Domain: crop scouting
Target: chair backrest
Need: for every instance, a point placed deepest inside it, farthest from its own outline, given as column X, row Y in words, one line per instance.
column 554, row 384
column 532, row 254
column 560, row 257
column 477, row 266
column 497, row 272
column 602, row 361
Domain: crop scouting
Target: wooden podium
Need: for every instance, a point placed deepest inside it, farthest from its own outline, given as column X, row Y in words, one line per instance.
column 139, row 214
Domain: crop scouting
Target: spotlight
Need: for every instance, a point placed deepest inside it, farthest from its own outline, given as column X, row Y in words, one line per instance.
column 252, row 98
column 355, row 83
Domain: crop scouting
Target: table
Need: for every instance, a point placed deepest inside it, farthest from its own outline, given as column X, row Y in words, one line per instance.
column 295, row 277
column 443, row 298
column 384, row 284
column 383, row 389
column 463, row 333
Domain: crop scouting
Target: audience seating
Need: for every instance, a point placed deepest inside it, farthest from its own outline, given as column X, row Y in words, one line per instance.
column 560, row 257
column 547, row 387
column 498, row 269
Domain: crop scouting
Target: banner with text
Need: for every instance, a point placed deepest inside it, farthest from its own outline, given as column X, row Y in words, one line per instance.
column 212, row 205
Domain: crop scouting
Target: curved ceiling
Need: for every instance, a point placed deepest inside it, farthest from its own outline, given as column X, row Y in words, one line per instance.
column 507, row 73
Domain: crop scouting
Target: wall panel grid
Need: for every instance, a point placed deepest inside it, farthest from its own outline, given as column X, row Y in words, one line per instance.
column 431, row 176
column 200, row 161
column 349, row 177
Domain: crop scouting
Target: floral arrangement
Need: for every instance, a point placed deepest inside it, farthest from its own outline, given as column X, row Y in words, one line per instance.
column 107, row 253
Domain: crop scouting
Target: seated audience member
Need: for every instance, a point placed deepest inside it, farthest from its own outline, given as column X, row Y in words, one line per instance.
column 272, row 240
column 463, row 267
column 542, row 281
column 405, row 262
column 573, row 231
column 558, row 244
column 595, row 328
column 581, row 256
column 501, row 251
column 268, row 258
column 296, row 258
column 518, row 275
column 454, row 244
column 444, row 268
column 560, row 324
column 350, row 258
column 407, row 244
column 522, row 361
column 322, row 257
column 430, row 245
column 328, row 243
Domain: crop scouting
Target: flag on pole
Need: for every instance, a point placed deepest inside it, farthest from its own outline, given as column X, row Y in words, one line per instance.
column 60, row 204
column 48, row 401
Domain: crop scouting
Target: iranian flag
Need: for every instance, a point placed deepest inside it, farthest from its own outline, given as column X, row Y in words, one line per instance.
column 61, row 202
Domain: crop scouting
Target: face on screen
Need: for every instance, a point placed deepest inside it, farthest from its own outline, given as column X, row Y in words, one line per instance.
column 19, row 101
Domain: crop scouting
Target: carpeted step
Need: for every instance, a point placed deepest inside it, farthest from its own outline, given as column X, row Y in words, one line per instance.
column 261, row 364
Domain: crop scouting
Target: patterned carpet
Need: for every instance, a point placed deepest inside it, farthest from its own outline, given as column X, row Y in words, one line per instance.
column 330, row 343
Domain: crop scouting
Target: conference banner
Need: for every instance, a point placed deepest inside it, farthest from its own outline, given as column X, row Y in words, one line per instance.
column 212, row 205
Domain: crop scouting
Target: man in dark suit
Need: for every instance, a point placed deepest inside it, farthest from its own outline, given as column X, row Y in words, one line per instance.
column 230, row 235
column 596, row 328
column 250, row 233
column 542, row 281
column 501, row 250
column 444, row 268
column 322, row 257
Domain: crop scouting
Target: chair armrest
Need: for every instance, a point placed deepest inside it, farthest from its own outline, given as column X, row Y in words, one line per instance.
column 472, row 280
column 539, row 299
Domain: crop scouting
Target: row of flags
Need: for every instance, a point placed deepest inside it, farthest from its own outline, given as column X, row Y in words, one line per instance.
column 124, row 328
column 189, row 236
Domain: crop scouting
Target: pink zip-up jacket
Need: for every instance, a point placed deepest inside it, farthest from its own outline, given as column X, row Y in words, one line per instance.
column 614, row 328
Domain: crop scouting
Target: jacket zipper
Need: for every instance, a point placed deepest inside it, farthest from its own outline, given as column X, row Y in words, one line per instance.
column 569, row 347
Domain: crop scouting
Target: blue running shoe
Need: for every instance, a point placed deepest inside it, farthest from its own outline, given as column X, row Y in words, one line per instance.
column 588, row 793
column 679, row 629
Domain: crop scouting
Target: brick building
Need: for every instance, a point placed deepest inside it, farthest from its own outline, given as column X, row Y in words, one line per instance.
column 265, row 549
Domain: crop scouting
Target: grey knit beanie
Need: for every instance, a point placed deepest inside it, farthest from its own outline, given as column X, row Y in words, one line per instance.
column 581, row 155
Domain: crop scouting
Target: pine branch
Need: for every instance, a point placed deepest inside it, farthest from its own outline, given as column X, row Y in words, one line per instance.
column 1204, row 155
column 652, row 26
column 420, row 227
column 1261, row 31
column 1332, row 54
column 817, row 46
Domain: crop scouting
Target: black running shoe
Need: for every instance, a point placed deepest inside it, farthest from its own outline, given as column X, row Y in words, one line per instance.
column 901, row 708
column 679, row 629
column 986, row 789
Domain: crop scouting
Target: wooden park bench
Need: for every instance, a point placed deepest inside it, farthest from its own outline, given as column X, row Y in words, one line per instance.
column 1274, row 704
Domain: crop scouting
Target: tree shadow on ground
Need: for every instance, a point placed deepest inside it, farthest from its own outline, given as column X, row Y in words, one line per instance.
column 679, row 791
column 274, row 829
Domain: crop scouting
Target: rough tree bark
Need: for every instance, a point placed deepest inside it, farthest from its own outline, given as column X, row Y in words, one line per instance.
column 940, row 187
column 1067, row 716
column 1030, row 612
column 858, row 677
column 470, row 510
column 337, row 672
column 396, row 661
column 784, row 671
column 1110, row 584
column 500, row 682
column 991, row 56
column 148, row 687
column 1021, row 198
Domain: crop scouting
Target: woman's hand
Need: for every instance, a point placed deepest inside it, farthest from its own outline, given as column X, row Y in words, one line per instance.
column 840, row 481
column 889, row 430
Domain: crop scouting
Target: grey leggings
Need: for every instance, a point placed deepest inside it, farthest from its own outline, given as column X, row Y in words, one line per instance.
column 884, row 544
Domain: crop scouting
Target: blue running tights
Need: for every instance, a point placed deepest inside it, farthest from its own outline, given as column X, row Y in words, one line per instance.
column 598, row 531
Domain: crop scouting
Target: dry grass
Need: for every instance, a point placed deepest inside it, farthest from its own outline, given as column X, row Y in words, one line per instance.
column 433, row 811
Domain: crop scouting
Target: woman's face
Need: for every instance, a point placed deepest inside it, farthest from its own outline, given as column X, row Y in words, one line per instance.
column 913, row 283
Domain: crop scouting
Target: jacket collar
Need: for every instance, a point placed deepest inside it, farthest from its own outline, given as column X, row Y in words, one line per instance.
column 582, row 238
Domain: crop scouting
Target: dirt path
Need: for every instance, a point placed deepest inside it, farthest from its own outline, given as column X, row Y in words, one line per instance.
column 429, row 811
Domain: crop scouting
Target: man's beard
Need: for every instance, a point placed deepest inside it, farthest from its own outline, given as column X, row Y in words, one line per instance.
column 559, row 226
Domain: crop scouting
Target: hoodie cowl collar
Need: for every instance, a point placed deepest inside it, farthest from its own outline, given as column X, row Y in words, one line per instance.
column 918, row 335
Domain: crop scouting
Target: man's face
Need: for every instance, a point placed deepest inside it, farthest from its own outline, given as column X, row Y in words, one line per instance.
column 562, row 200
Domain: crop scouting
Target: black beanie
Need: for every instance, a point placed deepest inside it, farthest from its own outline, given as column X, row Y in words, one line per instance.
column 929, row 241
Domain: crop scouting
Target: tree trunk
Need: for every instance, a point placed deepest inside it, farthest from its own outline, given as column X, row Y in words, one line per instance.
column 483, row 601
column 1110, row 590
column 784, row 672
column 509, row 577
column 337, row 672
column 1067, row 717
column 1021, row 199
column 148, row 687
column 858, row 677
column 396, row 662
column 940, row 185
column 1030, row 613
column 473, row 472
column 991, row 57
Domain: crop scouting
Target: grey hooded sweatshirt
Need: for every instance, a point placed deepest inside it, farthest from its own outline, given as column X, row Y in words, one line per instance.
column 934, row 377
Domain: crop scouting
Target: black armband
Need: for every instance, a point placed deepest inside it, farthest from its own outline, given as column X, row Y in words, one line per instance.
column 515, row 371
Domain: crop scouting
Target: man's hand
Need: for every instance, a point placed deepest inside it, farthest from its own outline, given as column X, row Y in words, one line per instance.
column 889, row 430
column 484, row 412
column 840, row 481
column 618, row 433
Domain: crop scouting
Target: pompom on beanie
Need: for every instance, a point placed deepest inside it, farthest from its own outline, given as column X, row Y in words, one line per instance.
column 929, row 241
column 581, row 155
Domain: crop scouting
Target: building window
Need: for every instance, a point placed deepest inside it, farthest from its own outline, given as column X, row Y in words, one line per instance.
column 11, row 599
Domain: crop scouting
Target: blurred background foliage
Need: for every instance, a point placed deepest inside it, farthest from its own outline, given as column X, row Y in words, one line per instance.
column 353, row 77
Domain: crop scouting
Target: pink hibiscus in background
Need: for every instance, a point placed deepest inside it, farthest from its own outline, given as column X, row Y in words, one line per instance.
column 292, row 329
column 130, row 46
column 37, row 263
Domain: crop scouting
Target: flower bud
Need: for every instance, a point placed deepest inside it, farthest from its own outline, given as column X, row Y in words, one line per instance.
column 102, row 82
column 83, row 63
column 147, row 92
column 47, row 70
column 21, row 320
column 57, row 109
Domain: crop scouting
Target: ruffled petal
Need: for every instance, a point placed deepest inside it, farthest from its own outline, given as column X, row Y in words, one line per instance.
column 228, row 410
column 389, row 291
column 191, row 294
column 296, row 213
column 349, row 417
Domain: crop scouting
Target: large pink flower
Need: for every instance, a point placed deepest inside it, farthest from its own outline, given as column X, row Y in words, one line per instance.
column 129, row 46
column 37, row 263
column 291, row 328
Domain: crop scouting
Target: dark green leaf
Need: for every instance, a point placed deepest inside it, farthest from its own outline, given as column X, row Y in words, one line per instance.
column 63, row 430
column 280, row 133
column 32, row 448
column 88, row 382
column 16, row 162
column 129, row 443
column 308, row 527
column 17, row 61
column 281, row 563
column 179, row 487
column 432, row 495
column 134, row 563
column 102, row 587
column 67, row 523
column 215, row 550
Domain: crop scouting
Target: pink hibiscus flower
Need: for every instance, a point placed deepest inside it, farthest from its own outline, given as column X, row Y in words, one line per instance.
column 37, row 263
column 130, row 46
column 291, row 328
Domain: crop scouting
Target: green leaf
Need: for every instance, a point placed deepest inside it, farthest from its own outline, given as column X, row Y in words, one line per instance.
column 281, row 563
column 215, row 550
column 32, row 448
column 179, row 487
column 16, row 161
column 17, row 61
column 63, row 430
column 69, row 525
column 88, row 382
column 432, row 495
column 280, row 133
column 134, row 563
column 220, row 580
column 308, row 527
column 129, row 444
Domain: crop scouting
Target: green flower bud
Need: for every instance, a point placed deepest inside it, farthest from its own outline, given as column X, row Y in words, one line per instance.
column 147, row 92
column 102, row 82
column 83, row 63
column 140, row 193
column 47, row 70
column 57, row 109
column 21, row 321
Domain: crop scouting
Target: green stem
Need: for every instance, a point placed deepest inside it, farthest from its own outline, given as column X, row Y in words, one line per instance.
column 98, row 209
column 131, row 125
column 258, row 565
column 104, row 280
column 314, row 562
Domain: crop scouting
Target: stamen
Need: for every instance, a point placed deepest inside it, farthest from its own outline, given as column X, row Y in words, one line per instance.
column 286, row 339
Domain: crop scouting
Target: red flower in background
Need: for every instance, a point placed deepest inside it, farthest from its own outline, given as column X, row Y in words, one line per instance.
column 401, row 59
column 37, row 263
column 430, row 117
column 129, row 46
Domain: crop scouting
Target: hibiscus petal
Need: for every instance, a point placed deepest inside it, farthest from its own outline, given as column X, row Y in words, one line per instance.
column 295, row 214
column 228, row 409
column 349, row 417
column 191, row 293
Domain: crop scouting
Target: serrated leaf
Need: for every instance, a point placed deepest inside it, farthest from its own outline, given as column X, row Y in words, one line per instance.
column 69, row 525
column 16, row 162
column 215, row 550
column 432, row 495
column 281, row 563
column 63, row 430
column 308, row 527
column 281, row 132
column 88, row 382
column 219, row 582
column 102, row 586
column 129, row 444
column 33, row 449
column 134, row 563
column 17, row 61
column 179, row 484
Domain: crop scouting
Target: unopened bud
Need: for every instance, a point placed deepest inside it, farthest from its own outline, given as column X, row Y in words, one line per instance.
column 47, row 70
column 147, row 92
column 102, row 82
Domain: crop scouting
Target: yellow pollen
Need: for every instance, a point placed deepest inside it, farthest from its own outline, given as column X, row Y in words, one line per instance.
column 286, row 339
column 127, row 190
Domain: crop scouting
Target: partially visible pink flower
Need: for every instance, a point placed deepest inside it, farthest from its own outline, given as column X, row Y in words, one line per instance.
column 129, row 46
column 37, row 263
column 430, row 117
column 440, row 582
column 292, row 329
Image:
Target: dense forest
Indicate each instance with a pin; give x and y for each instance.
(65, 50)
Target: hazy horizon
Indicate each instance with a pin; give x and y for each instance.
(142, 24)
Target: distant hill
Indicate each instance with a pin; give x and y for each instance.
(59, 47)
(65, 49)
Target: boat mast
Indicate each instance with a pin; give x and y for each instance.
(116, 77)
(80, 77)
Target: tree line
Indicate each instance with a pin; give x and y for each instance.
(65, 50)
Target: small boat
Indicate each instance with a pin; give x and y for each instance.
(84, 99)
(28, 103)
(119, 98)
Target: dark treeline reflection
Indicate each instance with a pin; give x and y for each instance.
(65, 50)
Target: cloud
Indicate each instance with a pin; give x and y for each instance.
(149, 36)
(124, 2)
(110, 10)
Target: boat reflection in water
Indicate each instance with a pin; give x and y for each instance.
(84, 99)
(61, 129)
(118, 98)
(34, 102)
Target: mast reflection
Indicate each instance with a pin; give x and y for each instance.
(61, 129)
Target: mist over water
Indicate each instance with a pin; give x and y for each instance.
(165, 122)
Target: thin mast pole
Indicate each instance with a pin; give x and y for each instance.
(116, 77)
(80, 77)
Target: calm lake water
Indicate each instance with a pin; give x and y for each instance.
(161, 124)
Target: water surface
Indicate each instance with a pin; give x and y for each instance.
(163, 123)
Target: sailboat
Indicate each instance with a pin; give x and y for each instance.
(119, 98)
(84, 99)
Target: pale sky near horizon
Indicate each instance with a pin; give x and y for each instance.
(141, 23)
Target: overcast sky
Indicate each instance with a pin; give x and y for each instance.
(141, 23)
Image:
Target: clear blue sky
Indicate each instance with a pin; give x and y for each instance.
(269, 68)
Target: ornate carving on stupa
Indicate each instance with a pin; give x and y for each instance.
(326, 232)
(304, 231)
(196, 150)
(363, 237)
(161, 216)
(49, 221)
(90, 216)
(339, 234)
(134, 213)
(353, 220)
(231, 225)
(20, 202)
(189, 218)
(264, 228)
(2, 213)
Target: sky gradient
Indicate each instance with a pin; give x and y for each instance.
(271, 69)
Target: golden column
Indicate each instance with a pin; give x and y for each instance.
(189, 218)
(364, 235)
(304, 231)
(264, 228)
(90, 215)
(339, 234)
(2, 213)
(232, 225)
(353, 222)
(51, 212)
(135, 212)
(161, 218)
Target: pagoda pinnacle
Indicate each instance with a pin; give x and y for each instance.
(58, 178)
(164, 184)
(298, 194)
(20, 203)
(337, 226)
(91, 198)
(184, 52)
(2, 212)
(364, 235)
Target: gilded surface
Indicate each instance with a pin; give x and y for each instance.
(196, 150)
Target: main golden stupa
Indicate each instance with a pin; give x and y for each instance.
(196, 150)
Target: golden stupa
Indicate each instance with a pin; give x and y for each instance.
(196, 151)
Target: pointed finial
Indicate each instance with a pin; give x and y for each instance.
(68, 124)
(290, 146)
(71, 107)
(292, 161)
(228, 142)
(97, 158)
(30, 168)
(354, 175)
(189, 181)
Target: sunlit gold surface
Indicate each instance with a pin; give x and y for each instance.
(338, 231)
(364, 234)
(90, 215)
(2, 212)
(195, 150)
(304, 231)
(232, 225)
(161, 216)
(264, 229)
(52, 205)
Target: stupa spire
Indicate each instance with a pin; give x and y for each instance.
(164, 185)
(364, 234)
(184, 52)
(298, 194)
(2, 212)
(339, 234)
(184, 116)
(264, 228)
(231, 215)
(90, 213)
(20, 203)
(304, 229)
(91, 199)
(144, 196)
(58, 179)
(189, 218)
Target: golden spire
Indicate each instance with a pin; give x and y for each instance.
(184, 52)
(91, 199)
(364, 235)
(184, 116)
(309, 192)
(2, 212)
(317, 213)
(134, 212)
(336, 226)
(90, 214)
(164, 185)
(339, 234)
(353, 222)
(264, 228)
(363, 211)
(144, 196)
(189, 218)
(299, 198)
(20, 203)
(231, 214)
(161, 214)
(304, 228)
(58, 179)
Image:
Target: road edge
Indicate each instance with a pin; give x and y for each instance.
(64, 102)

= = = = =

Copy out the lines above that hold the string "spire".

Target: stupa spire
Target: golden spire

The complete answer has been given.